Source text -

- - -

- cross-posted to:
- aicopyright@lemm.ee
- cross-posted to:
- aicopyright@lemm.ee
‘Impossible’ to create AI tools like ChatGPT without copyrighted material, OpenAI says::Pressure grows on artificial intelligence firms over the content used to train their products
Using copyrighted material is not the same thing as copyright infringement. You need to (re)publish it for it to become an infringement, and OpenAI is not publishing the material made with their tool; the users of it are. There may be some grey areas for the law to clarify, but as yet, they have not clearly infringed anything, any more than a human reading copyrighted material and making a derivative work.
It comes from OpenAI and is given to OpenAI’s users, so they are publishing it.
It’s being mishmashed with a billion other documents just like to make a derivative work. It’s not like open hours giving you a copy of Hitchhiker’s Guide to the Galaxy.
New York Times was able to have it return a complete NYT article, verbatim. That’s not derivative.
I thought the same thing until I read another perspective into it from Mike Masnick and, from what he writes, it seems pretty clear they manipulated ChatGPT with some very specific prompts that someone who doesn’t already pay NYT for access would not be able to do. For example, feeding it 3 verbatim paragraphs from an article and asking it to generate the rest if you understand how these LLMs work, its really not surprising that you can indeed force it to do things like that but it’s an extreme and I’m qith Masnick and the user your responding to on this one myself.

- - -

Recorded information -
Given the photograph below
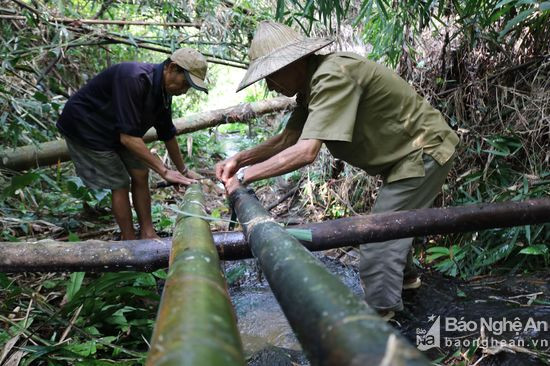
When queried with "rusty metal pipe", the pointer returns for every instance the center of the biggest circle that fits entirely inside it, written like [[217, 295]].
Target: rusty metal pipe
[[148, 255], [334, 327]]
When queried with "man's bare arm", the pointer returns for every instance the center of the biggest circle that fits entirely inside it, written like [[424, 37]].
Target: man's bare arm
[[175, 154]]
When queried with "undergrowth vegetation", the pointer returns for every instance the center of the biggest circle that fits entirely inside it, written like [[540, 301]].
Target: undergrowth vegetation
[[484, 64]]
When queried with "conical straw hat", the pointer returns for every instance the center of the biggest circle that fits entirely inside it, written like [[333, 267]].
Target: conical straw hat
[[275, 46]]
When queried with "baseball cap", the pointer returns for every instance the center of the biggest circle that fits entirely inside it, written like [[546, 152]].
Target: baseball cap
[[194, 66]]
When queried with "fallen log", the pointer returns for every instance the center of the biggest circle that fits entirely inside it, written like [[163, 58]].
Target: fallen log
[[334, 326], [195, 305], [52, 152], [148, 255]]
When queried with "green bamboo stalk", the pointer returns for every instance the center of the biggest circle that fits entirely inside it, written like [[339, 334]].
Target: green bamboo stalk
[[333, 326], [196, 324]]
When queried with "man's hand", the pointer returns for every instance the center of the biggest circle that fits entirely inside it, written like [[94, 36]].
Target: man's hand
[[173, 176], [193, 175], [226, 169], [232, 184]]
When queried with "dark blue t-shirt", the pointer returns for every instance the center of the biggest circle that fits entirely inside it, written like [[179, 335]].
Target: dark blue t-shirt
[[125, 98]]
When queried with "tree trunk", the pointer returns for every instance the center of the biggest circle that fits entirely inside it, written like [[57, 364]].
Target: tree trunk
[[334, 326], [52, 152], [196, 323], [148, 255]]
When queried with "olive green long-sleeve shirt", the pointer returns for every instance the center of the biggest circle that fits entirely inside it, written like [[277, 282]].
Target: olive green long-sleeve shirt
[[371, 118]]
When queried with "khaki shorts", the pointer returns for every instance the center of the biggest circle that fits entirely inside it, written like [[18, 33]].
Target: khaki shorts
[[103, 169]]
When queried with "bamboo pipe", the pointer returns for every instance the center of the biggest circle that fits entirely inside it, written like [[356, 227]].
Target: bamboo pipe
[[333, 326], [196, 324], [148, 255]]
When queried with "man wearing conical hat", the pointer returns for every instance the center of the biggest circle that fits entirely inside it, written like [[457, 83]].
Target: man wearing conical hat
[[104, 122], [367, 116]]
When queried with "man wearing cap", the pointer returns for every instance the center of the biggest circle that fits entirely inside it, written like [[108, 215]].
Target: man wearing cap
[[367, 116], [104, 122]]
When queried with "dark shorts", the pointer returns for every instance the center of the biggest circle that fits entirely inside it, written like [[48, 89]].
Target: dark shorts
[[103, 169]]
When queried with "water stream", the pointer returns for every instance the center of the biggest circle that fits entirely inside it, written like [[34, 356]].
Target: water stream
[[266, 334]]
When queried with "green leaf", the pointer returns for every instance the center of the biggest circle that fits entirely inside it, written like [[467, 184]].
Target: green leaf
[[301, 234], [41, 97], [73, 284], [82, 349], [503, 2], [443, 250], [516, 20], [20, 181], [73, 237]]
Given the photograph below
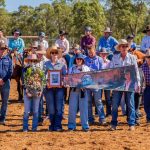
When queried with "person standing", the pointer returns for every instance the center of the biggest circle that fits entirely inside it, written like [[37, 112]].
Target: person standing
[[94, 62], [124, 59], [6, 70], [145, 44], [87, 41], [146, 71]]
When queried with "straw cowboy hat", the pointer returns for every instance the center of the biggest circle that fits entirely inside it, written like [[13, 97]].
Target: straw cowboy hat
[[146, 29], [121, 42], [31, 57], [147, 54], [107, 29], [41, 49], [54, 48]]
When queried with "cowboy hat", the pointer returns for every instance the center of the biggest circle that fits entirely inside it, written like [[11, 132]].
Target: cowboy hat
[[3, 46], [146, 29], [121, 42], [103, 51], [147, 54], [41, 49], [62, 32], [107, 29], [17, 31], [31, 57], [54, 48]]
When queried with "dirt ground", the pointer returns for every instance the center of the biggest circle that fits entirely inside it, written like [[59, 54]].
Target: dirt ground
[[98, 138]]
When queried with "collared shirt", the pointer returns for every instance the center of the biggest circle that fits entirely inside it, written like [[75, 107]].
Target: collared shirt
[[107, 43], [58, 66], [130, 59], [6, 68], [16, 44], [145, 44], [64, 44], [87, 41], [146, 71], [44, 43], [77, 69], [95, 63]]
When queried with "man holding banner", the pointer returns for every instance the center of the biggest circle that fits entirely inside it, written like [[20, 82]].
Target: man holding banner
[[120, 60]]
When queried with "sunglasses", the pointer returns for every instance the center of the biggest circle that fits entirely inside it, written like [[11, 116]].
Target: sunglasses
[[124, 46], [54, 53]]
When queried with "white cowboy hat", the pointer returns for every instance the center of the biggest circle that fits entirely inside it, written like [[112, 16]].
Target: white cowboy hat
[[54, 48], [121, 42]]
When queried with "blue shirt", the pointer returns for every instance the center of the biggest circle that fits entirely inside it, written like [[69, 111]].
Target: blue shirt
[[58, 66], [16, 44], [109, 43], [6, 68], [94, 63]]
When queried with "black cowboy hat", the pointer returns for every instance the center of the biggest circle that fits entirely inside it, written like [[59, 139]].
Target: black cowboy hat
[[62, 32], [147, 29], [18, 31]]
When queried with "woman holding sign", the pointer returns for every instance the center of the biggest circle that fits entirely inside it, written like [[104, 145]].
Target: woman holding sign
[[54, 92], [78, 98]]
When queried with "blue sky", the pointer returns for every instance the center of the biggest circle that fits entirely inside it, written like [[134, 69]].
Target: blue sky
[[12, 5]]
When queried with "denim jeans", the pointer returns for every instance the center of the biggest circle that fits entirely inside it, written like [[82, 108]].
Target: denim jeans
[[98, 103], [108, 101], [28, 103], [76, 100], [147, 102], [55, 104], [129, 99], [4, 91]]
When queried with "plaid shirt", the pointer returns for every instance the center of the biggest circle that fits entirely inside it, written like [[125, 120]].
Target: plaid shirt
[[146, 71]]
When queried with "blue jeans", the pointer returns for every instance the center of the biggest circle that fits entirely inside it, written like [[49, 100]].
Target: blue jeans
[[55, 104], [98, 103], [147, 102], [4, 91], [76, 100], [108, 101], [28, 102], [129, 99]]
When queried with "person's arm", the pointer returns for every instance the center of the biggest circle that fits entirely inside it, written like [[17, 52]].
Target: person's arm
[[10, 71]]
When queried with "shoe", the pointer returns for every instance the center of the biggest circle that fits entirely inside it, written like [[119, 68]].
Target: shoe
[[2, 121], [85, 129], [131, 128], [137, 122], [103, 122], [113, 128], [71, 129]]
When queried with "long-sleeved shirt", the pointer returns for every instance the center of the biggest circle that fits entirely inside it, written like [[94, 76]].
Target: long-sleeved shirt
[[95, 63], [64, 44], [145, 44], [146, 71], [107, 43], [6, 68], [16, 44], [130, 59], [87, 41]]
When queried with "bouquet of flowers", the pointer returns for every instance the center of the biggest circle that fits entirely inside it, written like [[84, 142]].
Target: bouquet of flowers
[[34, 81]]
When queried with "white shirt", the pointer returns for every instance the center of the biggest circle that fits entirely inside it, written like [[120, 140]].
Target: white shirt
[[130, 59], [64, 44], [145, 44]]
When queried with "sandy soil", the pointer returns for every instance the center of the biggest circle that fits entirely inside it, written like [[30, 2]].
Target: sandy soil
[[98, 138]]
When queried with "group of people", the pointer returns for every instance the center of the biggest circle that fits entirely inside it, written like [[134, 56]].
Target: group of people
[[86, 56]]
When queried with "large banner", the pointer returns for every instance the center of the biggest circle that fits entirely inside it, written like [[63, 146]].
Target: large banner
[[120, 79]]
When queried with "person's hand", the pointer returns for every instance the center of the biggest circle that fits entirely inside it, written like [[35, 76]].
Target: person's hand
[[1, 82]]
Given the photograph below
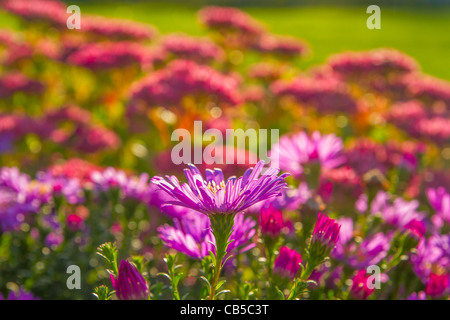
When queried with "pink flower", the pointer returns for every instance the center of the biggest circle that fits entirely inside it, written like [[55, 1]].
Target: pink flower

- - -

Work instruction -
Continue the comment thread about OpenAI and copyrighted training material, starting after its last comment.

Answer to the exercise -
I also watched most of today’s subcommittee hearing on AI and journalism. A lot of the arguments are that this will destroy local journalism. Look, strong local journalism is some of the most important work that is dying right now. But the grave was dug by these large media companies and hedge funds that bought up and gutted those local news orgs and not many people outside of the industry batted an eye while that was happening. This is a bit of a tangent but I don’t exactly trust the giant headgefunds who gutted these local news journalists ocer the padt deacde to all of a sudden care at all about how important they are.
Sorry fir the tangent butbheres the article i mentioned thats more on topic - http://mediagazer.com/231228/p11#a231228p11
So they gave it the 3 paragraphs that are available publicly, said continue, and it spat out the rest of the article that’s behind a paywall. That sure sounds like copyright infringement.
And that’s not the intent of the service, it’s a bug and they’ll fix it.
It seems obvious to me that it’s not doing anything different than a human does when we absorb information and make our own works. I don’t understand why practically nobody understands this
I’m surprised to have even found one person that agrees with me
Because it’s objectively not true. Humans and ML models fundamentally process information differently and cannot be compared. A model doesn’t “read a book” or “absorb information”
I didn’t say they processed information the same, I said generative AI isn’t doing anything that humans don’t already do. If I make a drawing of Gordon Freeman or Courage the Cowardly Dog, or even a drawing of Gordon Freeman in the style of Courage the Cowardly Dog, I’m not infringing on the copyright of Valve or John Dilworth. (Unless I monetize it, but even then there’s fair-use…)
Or if I read a statistic or some kind of piece of information in an article and spoke about it online, I’m not infringing the copyright of the author. Or if I listen to hundreds of hours of a podcast and then do a really good impression of one of the hosts online, I’m not infringing on that person’s copyright or stealing their voice.
Neither me making that drawing, nor relaying that information, nor doing that impression are copyright infringement. Me uploading a copy of Courage or Half-Life to the internet would be, or copying that article, or uploading the hypothetical podcast on my own account somewhere. Generative AI doesn’t publish anything, and even if it did I think there would be a strong case for fair-use for the same reasons humans would have a strong case for fair-use for publishing their derivative works.